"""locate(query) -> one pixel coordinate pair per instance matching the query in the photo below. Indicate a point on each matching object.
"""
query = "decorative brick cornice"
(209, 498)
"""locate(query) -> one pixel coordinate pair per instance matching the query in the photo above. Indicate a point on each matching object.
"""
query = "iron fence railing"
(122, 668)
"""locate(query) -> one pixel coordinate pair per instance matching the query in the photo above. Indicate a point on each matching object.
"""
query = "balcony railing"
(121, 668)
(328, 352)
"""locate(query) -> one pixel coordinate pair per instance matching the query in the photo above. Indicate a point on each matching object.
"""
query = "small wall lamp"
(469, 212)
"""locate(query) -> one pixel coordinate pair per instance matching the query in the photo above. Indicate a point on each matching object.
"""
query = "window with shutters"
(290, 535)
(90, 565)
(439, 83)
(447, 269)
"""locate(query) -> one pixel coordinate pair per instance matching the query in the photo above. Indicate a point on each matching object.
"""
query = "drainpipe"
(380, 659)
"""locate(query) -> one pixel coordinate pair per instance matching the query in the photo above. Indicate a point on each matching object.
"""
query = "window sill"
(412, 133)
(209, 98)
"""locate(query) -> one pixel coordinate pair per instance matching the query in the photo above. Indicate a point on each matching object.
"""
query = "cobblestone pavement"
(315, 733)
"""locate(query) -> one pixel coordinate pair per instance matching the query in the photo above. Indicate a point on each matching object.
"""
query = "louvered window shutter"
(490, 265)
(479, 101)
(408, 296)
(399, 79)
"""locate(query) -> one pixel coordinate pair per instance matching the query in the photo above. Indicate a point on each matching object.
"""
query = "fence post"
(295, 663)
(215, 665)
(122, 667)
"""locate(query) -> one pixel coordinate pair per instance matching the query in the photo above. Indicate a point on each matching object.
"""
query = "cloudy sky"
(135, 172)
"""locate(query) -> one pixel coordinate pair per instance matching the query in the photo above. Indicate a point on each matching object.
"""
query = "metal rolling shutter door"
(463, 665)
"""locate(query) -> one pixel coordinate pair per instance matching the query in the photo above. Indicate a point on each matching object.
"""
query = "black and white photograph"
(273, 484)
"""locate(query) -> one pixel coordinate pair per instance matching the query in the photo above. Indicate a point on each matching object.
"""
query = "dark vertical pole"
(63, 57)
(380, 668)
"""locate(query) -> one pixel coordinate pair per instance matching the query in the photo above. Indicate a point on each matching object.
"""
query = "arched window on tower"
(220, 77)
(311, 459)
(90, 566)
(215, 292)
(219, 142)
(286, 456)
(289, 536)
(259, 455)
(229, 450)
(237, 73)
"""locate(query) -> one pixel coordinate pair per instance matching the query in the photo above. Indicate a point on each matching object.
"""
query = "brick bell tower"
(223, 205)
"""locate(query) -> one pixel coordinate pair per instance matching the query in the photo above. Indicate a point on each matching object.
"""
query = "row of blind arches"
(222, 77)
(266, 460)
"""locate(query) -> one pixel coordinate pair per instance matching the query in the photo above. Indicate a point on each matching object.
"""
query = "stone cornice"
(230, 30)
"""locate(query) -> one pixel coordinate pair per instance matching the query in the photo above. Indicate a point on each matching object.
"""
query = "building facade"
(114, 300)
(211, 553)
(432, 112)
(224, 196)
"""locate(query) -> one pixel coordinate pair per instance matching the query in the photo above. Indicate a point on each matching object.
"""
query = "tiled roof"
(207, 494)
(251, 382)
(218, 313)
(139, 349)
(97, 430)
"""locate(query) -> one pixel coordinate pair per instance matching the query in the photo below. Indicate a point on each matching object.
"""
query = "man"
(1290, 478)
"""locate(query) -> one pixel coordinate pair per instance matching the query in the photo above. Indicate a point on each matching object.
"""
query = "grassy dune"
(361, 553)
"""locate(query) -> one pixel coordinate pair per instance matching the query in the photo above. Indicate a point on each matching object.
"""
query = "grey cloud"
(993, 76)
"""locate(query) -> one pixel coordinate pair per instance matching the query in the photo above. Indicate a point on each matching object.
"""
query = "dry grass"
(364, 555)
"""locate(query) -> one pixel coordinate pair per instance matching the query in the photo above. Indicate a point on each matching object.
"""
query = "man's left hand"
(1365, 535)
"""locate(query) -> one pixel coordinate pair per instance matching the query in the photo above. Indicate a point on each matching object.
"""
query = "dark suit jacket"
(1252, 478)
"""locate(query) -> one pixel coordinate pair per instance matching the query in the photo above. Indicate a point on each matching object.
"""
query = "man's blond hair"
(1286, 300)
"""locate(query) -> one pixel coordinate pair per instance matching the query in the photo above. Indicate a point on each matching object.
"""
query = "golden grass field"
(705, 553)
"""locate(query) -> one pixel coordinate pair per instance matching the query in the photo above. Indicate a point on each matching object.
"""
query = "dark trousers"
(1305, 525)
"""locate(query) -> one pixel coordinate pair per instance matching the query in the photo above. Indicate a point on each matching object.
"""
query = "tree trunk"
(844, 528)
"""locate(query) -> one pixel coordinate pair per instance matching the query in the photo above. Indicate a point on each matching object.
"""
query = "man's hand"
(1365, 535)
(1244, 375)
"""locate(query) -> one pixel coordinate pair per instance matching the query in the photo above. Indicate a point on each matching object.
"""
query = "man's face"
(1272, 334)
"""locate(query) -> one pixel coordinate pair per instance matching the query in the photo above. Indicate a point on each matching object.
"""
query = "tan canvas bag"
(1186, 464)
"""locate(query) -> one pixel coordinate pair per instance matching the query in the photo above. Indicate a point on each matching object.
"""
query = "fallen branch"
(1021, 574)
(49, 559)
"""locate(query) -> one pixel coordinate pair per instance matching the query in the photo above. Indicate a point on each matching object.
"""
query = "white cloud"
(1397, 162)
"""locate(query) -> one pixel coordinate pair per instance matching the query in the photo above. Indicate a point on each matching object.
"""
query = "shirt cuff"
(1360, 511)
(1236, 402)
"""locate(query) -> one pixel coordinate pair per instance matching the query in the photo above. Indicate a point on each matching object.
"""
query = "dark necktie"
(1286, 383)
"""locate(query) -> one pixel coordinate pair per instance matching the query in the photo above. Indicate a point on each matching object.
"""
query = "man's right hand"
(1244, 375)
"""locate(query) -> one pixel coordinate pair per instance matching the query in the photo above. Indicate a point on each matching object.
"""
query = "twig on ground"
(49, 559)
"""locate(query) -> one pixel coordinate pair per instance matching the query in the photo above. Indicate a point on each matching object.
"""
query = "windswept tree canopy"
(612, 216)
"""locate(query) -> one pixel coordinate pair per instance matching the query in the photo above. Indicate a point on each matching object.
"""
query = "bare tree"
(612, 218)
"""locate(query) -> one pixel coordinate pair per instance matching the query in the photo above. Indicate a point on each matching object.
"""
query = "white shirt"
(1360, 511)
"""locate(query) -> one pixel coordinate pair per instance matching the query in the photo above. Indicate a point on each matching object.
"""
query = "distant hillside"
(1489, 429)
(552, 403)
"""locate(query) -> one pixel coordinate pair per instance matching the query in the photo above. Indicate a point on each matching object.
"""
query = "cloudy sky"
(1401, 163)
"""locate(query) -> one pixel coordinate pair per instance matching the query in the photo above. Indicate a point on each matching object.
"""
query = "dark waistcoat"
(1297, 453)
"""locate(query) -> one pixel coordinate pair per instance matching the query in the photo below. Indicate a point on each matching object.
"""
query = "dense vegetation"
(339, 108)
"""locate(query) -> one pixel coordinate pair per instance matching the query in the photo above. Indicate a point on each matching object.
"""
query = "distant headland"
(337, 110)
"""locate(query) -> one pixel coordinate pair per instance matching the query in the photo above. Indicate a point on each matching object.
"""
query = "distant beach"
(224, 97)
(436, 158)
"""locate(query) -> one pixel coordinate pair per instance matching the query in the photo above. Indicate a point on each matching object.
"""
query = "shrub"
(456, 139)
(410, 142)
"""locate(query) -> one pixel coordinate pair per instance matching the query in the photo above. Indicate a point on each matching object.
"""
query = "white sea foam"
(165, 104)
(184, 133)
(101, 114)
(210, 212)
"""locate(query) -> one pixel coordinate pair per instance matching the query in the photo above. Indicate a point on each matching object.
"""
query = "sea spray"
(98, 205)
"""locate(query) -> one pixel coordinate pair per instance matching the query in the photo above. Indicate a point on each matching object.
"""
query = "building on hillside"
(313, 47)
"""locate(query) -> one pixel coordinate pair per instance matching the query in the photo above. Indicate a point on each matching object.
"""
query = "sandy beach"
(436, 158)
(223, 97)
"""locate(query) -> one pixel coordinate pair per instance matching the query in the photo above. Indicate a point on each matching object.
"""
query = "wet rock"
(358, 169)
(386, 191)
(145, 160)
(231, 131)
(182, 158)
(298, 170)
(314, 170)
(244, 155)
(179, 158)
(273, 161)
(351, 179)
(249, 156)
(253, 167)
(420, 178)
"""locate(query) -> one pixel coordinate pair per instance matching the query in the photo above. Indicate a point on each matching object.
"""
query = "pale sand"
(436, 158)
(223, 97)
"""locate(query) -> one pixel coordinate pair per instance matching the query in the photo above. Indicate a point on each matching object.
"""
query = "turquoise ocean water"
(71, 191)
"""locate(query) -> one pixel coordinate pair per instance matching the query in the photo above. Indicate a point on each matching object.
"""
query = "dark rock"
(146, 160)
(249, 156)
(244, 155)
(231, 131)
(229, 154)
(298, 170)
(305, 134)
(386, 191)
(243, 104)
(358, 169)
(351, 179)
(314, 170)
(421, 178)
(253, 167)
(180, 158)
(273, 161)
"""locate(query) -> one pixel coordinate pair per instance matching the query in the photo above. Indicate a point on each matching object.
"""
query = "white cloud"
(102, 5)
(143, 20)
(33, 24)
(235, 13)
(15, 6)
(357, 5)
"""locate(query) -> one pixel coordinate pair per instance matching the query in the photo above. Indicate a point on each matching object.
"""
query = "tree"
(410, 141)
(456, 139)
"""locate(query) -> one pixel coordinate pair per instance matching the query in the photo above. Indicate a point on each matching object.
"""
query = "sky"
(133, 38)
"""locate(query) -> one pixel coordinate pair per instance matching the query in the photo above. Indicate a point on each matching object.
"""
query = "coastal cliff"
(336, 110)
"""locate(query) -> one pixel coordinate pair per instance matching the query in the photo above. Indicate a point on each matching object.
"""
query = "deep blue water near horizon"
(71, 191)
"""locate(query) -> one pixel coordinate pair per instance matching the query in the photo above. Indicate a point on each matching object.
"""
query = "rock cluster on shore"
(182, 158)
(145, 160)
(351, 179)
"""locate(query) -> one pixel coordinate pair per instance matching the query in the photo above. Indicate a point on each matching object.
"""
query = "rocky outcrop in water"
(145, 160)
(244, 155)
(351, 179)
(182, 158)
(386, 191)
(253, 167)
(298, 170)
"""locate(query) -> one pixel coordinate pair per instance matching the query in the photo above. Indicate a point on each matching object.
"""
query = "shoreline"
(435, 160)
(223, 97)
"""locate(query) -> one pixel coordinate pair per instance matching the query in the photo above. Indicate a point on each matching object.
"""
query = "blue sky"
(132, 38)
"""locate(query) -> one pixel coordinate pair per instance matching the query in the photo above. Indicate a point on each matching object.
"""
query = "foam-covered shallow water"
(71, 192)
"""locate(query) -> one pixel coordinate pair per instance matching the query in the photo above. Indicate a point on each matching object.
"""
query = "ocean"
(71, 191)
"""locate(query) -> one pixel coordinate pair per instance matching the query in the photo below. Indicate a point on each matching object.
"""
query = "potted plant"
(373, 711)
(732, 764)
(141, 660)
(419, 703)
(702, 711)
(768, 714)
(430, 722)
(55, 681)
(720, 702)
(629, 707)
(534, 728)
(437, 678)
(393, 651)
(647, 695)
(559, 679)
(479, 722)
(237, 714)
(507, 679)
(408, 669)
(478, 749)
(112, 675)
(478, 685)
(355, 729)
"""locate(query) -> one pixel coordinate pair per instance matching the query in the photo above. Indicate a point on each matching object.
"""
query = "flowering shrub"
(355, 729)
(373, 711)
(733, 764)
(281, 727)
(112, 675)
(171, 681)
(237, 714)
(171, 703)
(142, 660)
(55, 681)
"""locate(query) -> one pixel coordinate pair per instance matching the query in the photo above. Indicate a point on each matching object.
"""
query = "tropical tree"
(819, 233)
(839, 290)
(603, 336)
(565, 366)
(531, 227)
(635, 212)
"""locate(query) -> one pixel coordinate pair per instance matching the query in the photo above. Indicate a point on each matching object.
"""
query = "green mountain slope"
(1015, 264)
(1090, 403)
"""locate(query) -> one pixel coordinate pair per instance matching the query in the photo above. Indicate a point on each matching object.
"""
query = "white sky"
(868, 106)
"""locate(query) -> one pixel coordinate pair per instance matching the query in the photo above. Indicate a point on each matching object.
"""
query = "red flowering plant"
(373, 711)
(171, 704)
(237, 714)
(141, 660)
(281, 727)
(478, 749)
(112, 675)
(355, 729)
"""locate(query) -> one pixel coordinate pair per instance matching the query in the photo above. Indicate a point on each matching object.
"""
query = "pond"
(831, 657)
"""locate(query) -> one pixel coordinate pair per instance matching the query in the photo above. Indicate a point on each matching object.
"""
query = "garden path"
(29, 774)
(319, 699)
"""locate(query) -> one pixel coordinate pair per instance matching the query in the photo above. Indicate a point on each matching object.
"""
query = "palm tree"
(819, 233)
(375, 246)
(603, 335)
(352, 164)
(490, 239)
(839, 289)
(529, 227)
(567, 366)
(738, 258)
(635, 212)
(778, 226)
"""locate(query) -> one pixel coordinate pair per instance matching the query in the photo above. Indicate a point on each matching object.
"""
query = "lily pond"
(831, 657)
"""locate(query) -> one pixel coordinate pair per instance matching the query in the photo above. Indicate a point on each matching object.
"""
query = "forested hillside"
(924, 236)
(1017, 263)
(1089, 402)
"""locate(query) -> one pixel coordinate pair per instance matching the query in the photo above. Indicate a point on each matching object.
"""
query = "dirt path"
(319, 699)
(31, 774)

····················

» **EXERCISE PROMPT**: Show each line from the rows above that contains the string "flowering".

» **OUTPUT BELOW**:
query = "flowering shrub"
query = "red flowering plant"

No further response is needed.